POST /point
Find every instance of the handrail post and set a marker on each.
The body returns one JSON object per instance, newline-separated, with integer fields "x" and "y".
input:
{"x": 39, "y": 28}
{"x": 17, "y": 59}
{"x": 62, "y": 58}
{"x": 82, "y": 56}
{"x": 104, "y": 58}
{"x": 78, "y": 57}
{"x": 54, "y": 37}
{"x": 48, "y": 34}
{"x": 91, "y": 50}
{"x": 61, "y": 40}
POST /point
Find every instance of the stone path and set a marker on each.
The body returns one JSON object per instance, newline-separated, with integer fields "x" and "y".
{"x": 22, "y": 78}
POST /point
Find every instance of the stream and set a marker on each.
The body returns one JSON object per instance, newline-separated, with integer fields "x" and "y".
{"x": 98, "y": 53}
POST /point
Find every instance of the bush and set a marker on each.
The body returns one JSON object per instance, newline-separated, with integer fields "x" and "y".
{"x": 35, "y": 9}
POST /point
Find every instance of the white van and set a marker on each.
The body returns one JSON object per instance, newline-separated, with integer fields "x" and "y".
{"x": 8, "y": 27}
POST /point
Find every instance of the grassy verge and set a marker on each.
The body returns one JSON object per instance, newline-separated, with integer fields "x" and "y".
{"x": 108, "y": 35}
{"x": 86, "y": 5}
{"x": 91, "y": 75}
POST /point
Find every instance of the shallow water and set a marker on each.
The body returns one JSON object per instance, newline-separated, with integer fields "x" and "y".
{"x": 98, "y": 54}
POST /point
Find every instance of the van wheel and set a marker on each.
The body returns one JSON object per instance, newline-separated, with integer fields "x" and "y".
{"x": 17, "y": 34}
--------------------------------------------------
**Task to complete**. Reproduce all of the data above word for word, without changing anything.

**Completed exercise**.
POST /point
Find every instance of the handrail post and set a marker on each.
The body returns one JSON object per instance, newline-separated, with integer fields "x" and "y".
input:
{"x": 39, "y": 28}
{"x": 17, "y": 59}
{"x": 62, "y": 58}
{"x": 82, "y": 56}
{"x": 104, "y": 58}
{"x": 78, "y": 57}
{"x": 54, "y": 37}
{"x": 48, "y": 34}
{"x": 91, "y": 50}
{"x": 61, "y": 40}
POST /point
Find every instance of the stone path and set a marker on each.
The body returns one JSON object per instance, newline-separated, with integer fields "x" and "y".
{"x": 22, "y": 78}
POST /point
Find every instance of the stream and set a marker on each.
The body returns one JSON object per instance, newline-separated, with integer fields "x" and "y".
{"x": 98, "y": 53}
POST /point
Find every instance of the bush and set a marker on each.
The body returns one JSON object per instance, newline-separated, with integer fields "x" and "y".
{"x": 35, "y": 9}
POST /point
Find every instance of the white van and set a marker on each.
The body returns one JSON object per instance, newline-separated, with integer fields "x" and "y".
{"x": 8, "y": 27}
POST /point
Find every instance of the grassy verge and set a marker on each.
The body returns one JSON object per instance, newline-separated, with integer fields "x" and "y".
{"x": 108, "y": 35}
{"x": 86, "y": 5}
{"x": 91, "y": 75}
POST /point
Find every instance of the shallow water and set a marker on each.
The body returns one JSON object per instance, newline-separated, with integer fields "x" and "y".
{"x": 98, "y": 54}
POST /point
Find every instance of the van wheel and set a marker on each.
The body returns one JSON object per instance, newline-separated, with integer fields "x" and "y".
{"x": 17, "y": 34}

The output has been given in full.